• Challenge:
Print the records below without changes, beginning at the line that contains "the white radiator" and continuing through the end of the records.

▼

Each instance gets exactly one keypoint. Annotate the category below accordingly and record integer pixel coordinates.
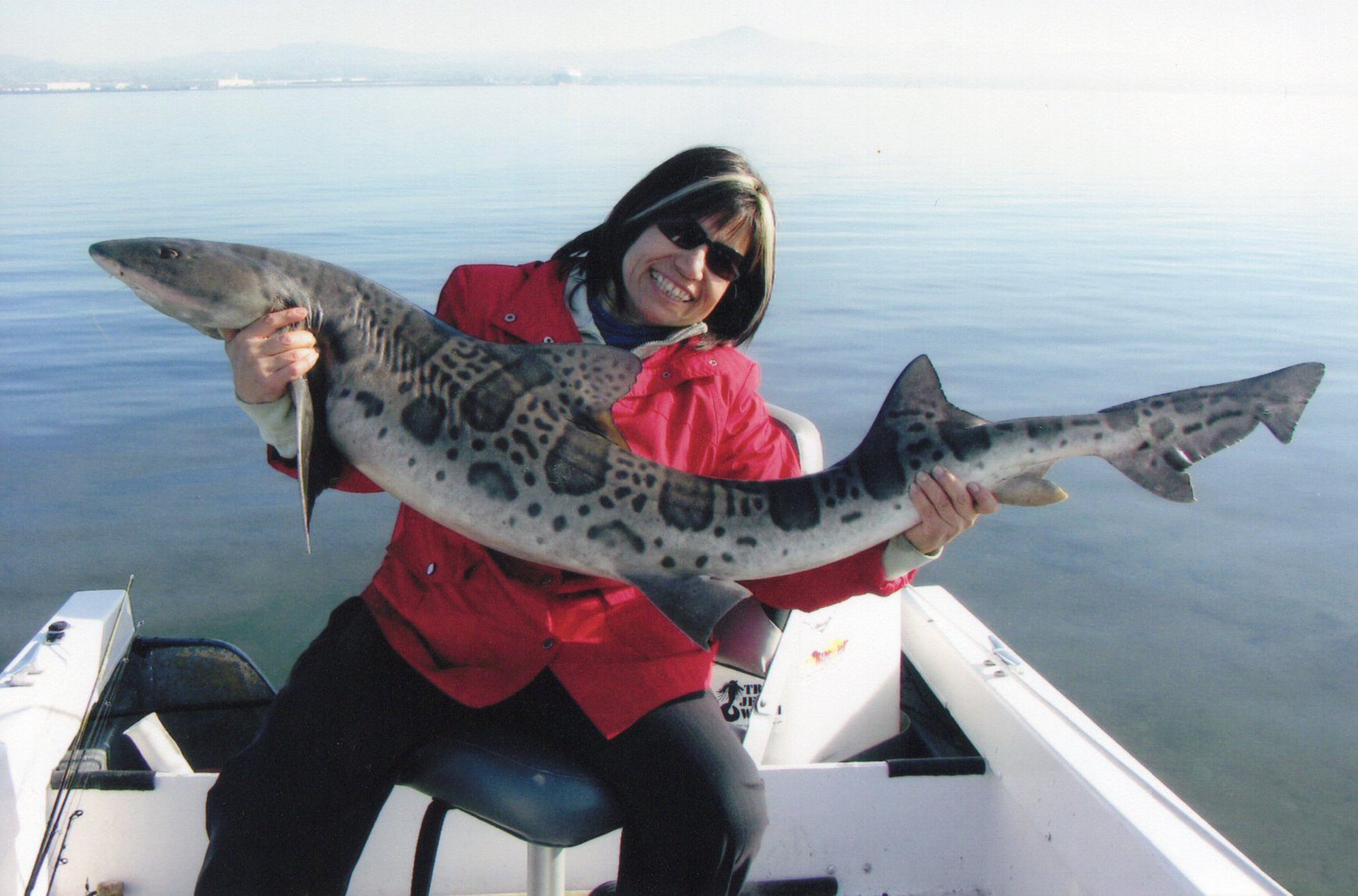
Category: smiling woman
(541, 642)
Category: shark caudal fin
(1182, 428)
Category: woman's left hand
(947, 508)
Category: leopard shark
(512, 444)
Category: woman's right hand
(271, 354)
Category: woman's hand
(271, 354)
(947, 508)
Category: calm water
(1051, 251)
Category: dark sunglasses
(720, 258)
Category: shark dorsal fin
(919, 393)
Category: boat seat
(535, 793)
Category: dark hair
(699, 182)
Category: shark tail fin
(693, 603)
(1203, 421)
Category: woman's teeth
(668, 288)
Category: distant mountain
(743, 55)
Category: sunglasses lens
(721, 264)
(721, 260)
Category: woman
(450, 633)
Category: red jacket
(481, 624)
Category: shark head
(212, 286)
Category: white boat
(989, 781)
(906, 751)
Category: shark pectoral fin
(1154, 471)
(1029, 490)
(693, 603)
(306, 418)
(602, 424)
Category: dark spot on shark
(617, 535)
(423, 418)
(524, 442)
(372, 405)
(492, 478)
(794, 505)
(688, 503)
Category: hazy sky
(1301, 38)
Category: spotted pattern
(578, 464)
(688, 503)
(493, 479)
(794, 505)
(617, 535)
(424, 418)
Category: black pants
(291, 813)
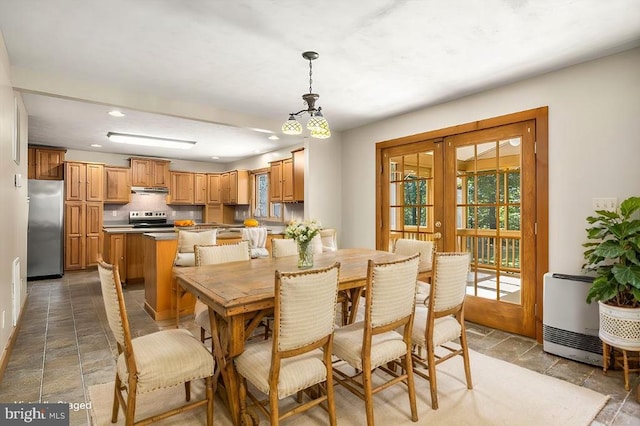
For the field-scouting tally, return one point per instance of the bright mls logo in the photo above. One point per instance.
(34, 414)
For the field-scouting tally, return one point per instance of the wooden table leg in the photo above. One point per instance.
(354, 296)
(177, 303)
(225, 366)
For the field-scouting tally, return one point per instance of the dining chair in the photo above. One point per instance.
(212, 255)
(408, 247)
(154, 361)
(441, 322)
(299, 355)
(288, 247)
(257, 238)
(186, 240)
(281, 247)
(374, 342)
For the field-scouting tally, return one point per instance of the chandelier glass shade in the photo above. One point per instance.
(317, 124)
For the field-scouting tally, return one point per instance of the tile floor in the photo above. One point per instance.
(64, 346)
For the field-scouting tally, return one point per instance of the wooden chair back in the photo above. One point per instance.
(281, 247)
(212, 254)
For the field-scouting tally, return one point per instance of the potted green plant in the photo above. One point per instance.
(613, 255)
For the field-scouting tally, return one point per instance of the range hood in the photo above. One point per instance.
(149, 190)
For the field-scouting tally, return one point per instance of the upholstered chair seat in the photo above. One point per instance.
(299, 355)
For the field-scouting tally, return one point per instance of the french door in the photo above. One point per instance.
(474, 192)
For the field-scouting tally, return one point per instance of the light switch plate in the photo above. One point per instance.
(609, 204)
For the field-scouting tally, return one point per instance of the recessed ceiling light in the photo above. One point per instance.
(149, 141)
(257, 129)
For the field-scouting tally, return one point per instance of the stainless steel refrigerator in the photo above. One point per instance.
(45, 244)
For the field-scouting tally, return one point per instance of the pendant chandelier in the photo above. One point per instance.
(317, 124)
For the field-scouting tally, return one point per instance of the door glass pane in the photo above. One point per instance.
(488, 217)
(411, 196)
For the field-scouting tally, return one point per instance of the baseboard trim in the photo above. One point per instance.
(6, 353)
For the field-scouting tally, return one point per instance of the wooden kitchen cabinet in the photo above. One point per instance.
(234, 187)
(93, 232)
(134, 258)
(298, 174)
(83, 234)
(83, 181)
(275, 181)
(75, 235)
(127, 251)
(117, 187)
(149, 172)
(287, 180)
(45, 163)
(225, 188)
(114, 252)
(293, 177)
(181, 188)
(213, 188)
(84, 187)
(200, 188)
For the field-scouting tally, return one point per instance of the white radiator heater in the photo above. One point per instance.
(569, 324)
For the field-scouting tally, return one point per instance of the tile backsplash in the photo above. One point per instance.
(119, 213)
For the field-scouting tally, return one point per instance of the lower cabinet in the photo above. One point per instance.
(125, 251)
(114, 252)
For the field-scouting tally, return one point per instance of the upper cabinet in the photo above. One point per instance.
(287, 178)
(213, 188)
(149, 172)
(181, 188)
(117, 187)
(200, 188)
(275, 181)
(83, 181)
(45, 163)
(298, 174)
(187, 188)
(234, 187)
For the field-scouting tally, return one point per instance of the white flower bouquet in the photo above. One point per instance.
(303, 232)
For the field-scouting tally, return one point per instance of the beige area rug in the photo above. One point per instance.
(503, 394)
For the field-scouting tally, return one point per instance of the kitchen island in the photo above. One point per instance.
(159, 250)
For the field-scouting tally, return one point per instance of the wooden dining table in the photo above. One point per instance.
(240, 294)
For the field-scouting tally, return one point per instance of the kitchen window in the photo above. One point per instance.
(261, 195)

▲

• Task response:
For the field-scouting tally, return one point per instance of the white radiator heater in the photo above. One point per instance.
(569, 324)
For the field-scouting tally, return one point per instance of the tile backsplash in the photo above. One point per instance.
(119, 213)
For the field-scouting tally, return one point per instance of the lower cabinet in the photo above. One point per instance.
(125, 251)
(114, 252)
For the field-scouting tally, return one point per instance of the upper cabinet in the photo above. One point per instance.
(287, 178)
(213, 188)
(149, 172)
(181, 188)
(117, 187)
(200, 188)
(275, 181)
(83, 181)
(45, 163)
(298, 174)
(187, 188)
(234, 187)
For the field-scouting tally, return one point per instance of the white flower bouquet in the photo above. One point per instance.
(303, 232)
For the field-scouting tally, return one point per instance of the beige area rug in the photo above. One point per instance.
(503, 394)
For the field-scouting tally, return one point per instance of the kitchen island in the photo above. One point per instance.
(159, 250)
For the field-scouting tally, return one point per instance of the wooden dining table in the photo above. One point per instance.
(240, 294)
For the field-scouting tally, return one point per instance of the kitchen window in the photo above. One point per instance.
(261, 195)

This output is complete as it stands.